_WHAT YOU NEED TO DO_. Starting with the line that contains "In this exercise you will mark the rickshaw wheel" and going on through the end of the records below, write out every line again in full, with 13 added to each number in the point coordinates and all other text left unchanged. Give only those lines.

--- Start DATA PROVIDED ---

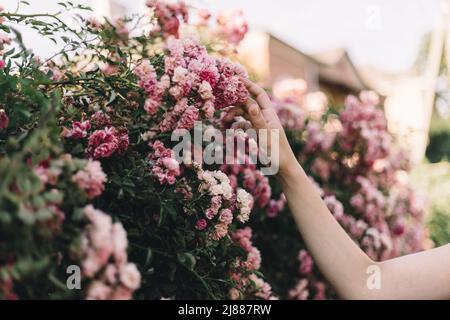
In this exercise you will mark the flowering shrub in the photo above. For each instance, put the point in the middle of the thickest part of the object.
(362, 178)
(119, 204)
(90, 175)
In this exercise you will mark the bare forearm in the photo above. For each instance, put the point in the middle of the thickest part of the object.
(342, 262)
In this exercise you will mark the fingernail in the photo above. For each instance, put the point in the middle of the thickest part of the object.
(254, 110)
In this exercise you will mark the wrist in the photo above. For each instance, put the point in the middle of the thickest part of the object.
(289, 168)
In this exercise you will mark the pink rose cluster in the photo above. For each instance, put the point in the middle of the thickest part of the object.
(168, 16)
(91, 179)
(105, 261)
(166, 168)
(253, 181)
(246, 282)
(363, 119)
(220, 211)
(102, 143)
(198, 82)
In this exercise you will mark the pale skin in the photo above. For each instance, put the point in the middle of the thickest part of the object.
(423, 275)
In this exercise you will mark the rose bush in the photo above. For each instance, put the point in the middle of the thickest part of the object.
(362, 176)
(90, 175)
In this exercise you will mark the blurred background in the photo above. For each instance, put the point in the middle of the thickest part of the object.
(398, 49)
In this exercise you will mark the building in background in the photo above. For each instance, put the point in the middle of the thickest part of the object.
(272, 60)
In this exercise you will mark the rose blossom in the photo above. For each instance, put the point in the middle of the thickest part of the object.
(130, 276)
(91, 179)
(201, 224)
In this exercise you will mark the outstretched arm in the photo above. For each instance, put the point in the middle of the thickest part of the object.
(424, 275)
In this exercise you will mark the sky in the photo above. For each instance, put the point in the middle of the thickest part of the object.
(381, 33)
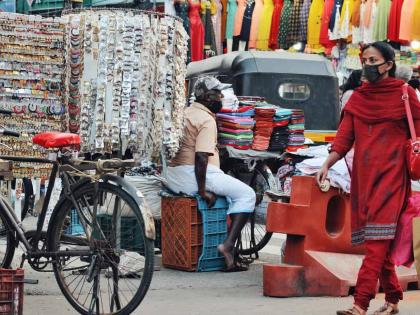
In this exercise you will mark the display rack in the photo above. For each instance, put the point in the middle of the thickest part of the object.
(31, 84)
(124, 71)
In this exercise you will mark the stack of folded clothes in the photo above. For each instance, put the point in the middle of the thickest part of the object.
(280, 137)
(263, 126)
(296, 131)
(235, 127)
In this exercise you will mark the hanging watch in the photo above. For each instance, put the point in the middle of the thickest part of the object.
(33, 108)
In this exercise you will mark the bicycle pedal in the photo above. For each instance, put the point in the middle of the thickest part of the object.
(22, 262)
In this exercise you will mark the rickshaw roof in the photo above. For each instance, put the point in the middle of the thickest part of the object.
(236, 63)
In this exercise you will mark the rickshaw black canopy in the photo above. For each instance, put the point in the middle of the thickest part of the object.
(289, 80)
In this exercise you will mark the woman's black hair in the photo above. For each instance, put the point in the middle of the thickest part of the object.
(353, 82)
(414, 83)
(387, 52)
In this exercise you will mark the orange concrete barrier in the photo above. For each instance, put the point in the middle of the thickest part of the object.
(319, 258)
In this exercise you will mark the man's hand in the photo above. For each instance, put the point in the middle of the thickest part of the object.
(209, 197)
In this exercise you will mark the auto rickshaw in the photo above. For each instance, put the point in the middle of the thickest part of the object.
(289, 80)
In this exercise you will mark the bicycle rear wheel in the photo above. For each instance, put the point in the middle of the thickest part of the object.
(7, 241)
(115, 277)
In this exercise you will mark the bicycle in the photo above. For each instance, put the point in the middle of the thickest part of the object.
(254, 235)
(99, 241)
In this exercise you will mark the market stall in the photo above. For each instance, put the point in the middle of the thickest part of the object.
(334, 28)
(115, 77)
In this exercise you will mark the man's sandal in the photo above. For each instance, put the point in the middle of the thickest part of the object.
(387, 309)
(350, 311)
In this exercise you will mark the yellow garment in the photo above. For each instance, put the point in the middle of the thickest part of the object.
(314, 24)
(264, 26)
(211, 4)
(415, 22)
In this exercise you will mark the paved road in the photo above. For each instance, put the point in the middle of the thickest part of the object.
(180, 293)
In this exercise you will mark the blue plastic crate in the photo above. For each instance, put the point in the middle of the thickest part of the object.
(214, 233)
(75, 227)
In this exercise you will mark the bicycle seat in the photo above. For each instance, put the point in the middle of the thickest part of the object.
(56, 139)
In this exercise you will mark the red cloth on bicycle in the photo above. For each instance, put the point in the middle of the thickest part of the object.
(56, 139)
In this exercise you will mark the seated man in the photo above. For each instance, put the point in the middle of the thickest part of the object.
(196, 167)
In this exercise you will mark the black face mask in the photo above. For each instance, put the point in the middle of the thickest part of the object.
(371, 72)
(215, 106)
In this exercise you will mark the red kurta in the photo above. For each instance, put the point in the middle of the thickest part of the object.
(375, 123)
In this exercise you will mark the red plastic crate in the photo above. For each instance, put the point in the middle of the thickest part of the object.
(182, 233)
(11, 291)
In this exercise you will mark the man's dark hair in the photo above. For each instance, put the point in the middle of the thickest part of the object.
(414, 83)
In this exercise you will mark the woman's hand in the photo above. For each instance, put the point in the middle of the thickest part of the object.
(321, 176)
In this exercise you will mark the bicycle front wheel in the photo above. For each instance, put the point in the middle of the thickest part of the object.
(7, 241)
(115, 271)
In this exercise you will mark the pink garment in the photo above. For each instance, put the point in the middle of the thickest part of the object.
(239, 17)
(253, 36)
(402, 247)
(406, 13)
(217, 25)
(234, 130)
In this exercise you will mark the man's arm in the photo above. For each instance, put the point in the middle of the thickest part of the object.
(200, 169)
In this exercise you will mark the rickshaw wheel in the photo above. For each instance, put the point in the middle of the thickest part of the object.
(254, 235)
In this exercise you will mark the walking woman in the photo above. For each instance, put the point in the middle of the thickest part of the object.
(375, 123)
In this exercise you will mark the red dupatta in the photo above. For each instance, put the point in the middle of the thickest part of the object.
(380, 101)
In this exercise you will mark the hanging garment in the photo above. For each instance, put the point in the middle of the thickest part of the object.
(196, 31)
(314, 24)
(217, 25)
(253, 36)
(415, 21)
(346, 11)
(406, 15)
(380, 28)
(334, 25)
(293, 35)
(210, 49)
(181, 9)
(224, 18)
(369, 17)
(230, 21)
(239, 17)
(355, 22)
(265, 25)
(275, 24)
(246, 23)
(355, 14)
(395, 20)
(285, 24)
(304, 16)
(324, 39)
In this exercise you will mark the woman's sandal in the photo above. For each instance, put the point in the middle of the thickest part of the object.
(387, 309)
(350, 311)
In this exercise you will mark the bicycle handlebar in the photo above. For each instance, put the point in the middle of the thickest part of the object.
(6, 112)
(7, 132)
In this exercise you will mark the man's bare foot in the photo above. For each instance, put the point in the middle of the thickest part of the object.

--- End DATA PROVIDED ---

_RESULT_.
In this exercise you will mark the rickshaw wheel in the photo above. For each instance, put the point in the middle of the thickest part of the object.
(267, 248)
In this exercise you will mark the walking woman in the photo above. For each instance, put the point in the middle of the thickest part of the object.
(388, 136)
In this exercise you will mark the red dupatta in the photo above. For each instance, put the point in the middle of the thickest part of the object.
(393, 114)
In this exercise you will mark the hanging garment in the photo above. For each instance, put the point in the middle of the thickest part of the object.
(209, 44)
(327, 37)
(230, 38)
(266, 49)
(428, 34)
(359, 24)
(419, 28)
(393, 41)
(347, 38)
(306, 48)
(223, 62)
(194, 22)
(237, 31)
(382, 30)
(243, 34)
(252, 30)
(368, 35)
(278, 38)
(288, 37)
(259, 36)
(368, 27)
(408, 33)
(298, 37)
(317, 29)
(337, 52)
In this exercise you will mark the woman's sandal in the photo above. For each instance, put the point in the middle of the thickest part of the object.
(400, 322)
(363, 324)
In this exercise you will mark the bicycle handlebar in the photo above. For each instance, put the point in the middle of the thickest part of the object.
(19, 125)
(20, 145)
In this exercise you will mark the man's bare foot in the photo above. For each instance, put the point in the middle of the thickest part of the object.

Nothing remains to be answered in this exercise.